■ **WHAT IS NEEDED**: Find the line in the data below that contains "In the picture above, where can the tree be". Return that line and all the lines after it, unchanged.

Entries taken from a collection:

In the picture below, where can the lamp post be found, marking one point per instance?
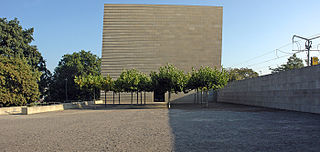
(66, 89)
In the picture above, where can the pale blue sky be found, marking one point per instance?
(250, 27)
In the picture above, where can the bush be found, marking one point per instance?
(18, 84)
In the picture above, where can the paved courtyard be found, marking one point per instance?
(222, 127)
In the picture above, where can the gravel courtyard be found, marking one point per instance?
(222, 127)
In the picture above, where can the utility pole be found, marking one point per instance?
(308, 45)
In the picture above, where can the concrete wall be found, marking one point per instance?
(297, 90)
(146, 37)
(10, 110)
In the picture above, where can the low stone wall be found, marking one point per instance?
(10, 110)
(297, 90)
(41, 109)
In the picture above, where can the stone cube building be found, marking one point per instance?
(146, 37)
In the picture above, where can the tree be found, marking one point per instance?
(293, 63)
(89, 82)
(81, 63)
(129, 80)
(168, 79)
(144, 85)
(106, 86)
(18, 83)
(16, 42)
(206, 79)
(240, 74)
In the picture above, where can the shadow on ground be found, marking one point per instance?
(230, 127)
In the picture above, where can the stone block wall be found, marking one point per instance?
(297, 90)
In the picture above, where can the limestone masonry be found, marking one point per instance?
(146, 37)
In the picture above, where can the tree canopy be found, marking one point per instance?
(241, 73)
(16, 42)
(18, 83)
(81, 63)
(293, 63)
(168, 79)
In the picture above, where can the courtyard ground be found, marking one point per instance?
(222, 127)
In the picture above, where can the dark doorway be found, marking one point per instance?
(158, 96)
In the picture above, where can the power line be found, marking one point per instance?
(275, 50)
(252, 65)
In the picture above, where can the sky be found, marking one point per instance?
(256, 33)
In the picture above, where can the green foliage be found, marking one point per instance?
(145, 83)
(18, 83)
(71, 65)
(169, 78)
(90, 82)
(240, 74)
(107, 83)
(16, 42)
(293, 63)
(128, 80)
(207, 78)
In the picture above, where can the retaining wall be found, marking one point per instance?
(10, 110)
(297, 90)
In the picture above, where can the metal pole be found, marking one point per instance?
(308, 44)
(66, 90)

■ **RESPONSE BOX**:
In the picture above, where can the tree be found, marking one point per instance?
(293, 63)
(89, 82)
(81, 63)
(129, 80)
(168, 79)
(144, 85)
(106, 86)
(18, 83)
(16, 42)
(206, 79)
(240, 74)
In the picture above, where can the shadow on ground be found, marking one point per instance?
(230, 127)
In the picture above, where can the stone block wall be found, marking one point per instance?
(297, 90)
In the picture above, where can the limestone masonry be found, marking one point per instance?
(146, 37)
In the picture above, where can the tree canopy be found, marking one point per instance?
(241, 73)
(16, 42)
(18, 83)
(81, 63)
(293, 63)
(168, 79)
In the picture above, where can the courtyard ground be found, marking one point per instance?
(222, 127)
In the picture above, where can the dark doorway be found, marking one point per instance?
(158, 96)
In the picture above, where can the power line be found, marking one point per instance?
(275, 50)
(252, 65)
In the picture above, where can the sky be found, marking one point per instance?
(256, 33)
In the picture above, where can the green foliage be found, marking one point per instance?
(145, 83)
(18, 83)
(71, 65)
(169, 78)
(90, 82)
(240, 74)
(107, 83)
(16, 42)
(293, 63)
(128, 80)
(207, 78)
In the picture above, where can the retaining wall be found, marking one point per instance?
(10, 110)
(297, 90)
In the picture above, where can the metal pole be found, marking one point per instance?
(308, 44)
(66, 90)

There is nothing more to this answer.